Each record needs to be echoed exactly; can you do that?

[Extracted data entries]
══════════════════════════════

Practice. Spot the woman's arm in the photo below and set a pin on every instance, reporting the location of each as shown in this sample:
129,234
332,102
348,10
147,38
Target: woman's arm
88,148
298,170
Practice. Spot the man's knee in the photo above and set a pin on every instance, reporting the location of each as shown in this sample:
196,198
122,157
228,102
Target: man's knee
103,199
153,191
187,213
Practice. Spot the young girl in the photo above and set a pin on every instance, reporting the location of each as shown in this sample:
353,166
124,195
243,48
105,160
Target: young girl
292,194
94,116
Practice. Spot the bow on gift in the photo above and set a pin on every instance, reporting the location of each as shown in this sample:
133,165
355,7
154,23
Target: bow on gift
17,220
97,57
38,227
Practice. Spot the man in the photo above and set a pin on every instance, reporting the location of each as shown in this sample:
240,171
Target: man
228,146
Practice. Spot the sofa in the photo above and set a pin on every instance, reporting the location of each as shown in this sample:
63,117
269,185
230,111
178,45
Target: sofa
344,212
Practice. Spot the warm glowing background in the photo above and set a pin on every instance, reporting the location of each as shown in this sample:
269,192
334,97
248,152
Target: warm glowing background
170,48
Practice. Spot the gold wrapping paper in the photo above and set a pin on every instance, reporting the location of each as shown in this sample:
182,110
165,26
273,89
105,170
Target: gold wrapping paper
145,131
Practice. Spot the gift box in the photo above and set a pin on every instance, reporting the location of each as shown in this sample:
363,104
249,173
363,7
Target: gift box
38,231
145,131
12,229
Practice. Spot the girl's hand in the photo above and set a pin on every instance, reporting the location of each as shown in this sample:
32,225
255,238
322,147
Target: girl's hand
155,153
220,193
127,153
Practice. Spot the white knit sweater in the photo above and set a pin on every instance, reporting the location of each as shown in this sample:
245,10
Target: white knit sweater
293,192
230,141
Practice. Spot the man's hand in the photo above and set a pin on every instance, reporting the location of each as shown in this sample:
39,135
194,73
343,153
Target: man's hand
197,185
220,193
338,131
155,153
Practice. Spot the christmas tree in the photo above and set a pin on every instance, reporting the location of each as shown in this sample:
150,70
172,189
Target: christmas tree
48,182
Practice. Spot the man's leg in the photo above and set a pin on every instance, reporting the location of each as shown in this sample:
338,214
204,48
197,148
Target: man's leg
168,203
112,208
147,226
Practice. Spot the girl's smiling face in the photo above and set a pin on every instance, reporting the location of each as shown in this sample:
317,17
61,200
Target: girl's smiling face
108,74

══════════════════════════════

Reply:
Practice. Spot the woman's arm in the photo below and set a pin on every instance, reporting the location of each as shown in this sample:
129,234
332,102
348,10
147,38
Target: woman's arm
88,148
298,170
Practice. Spot the man's knee in the photo above and set a pin on every instance, reporting the location of each as shown in this sample:
196,198
122,157
228,102
Target: man's knee
103,199
153,191
187,213
Practice. Spot the young girl in the photo above and set a pin on every instance, reporting the location of each as shown in this sample:
353,166
124,195
243,48
105,160
Target: young girl
292,194
94,116
Practice. Spot the bow on gift in the photo above and set a pin on every instance, reporting the location of each as shown in this sample:
133,165
355,7
154,23
Target: bow on gift
17,220
97,57
38,227
Practice. Spot the man in the photo above and set a pin on every instance, reporting the location of each as shown in this sample:
240,171
Target: man
228,146
Practice. Spot the sofa in the photo above and set a pin on every instance, reporting the location of each as shown in this sample:
63,117
269,185
230,111
178,45
Target: sofa
344,212
Practice. Spot the warm glowing background in the photo above and set a pin on every instance, reporting the location of each as shown in this sample:
269,192
334,97
248,152
Target: warm glowing background
170,48
Practice. Spot the gold wrapping paper in the photo above and set a pin on every instance, reporting the location of each as shown in this sample:
182,110
165,26
273,89
105,170
Target: gold wrapping paper
145,131
Practice. Spot the gift box in the photo above and set a pin on every instance, reporting the location of each as shown in this sample:
363,104
249,173
363,7
Target: gift box
38,231
145,131
12,229
Practice. Spot the girl's hand in the photo above and set a pin on every instance, reporting the location of each as shown in this sample:
32,225
255,238
322,147
Target: girl's hand
155,153
220,193
127,153
Practice. Spot the white knit sweater in the photo above and set a pin on every instance, reporting the location of each as shown in this sample:
245,10
Target: white knit sweater
293,192
230,141
Practice. Spot the man's hand in the photo above and set a pin on every instance, reporting the location of each as shown in this sample:
39,135
194,73
343,153
Target: man's hand
197,185
220,193
338,131
155,153
Practice. Spot the christmas tree in the photo above and set a pin on every instance, reporting the location of each as shown in this sample:
150,70
172,189
Target: christmas tree
48,182
Practice. Spot the man's leg in the photo above and set a pin on every instance, reporting the location of each as shown in this sample:
338,214
204,48
197,148
Target: man's leg
168,203
112,208
147,226
Practice. Spot the girl's smiling face in the photo above and set a pin on every instance, reporting the location of each as shown in this sample:
317,17
61,200
Target: girl's smiling face
108,74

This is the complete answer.